--- TASK INPUTS ---

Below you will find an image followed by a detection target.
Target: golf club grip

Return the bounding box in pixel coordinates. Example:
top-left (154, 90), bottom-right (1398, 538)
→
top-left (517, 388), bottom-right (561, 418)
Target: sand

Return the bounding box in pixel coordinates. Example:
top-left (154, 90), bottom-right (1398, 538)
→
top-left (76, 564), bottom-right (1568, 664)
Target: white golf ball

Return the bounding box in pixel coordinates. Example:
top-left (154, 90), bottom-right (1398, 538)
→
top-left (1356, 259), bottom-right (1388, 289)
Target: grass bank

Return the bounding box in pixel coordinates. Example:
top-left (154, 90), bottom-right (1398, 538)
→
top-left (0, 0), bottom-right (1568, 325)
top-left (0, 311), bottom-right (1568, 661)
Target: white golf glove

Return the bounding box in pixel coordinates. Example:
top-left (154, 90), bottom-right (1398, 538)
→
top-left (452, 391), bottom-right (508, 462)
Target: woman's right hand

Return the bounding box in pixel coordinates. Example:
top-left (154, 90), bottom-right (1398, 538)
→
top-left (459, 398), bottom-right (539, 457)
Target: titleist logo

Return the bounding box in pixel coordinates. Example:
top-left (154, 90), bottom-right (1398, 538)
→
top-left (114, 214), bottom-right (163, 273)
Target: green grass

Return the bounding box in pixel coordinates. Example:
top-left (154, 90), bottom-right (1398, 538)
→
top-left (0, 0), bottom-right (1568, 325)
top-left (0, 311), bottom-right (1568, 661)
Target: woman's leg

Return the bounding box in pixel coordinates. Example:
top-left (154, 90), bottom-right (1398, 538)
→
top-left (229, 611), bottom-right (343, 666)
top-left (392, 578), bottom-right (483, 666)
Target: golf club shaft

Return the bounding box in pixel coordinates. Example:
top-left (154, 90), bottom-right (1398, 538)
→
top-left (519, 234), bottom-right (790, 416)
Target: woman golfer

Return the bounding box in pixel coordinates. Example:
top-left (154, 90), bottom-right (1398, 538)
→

---

TASK DIRECTIONS:
Write out the records again from the line with "Target: white golf ball" to the line with "top-left (519, 234), bottom-right (790, 416)", both ends included and the requests kept, offsetting every coordinate in the answers by -81.

RESULT BELOW:
Target: white golf ball

Return the bounding box in pixel coordinates. Example:
top-left (154, 90), bottom-right (1398, 538)
→
top-left (1275, 178), bottom-right (1307, 208)
Target: grass bank

Return the bounding box in pixel coordinates. Example:
top-left (154, 90), bottom-right (1398, 538)
→
top-left (-81, -81), bottom-right (1487, 244)
top-left (-81, 230), bottom-right (1487, 580)
Target: white golf glove

Return the bounding box in pixel coordinates. Example:
top-left (154, 90), bottom-right (1398, 538)
→
top-left (371, 310), bottom-right (427, 381)
Target: woman's right hand

Return the bounding box in pixel coordinates. Example:
top-left (154, 90), bottom-right (1398, 538)
→
top-left (378, 317), bottom-right (458, 376)
Target: titleist logo

Return the bounding box in pixel coordinates. Example:
top-left (154, 90), bottom-right (1398, 538)
→
top-left (33, 133), bottom-right (82, 192)
Target: green grass

Return the bounding box in pixel coordinates. Example:
top-left (154, 90), bottom-right (1398, 538)
→
top-left (-81, -81), bottom-right (1487, 244)
top-left (-81, 230), bottom-right (1487, 580)
Target: woman's leg

Return the bounding box in pixel coordinates. Example:
top-left (154, 90), bottom-right (1398, 538)
→
top-left (148, 530), bottom-right (262, 585)
top-left (311, 497), bottom-right (402, 585)
Target: golf club shaft

Return the bounding box in pixel coordinates. Example:
top-left (154, 90), bottom-right (1398, 538)
→
top-left (438, 153), bottom-right (709, 335)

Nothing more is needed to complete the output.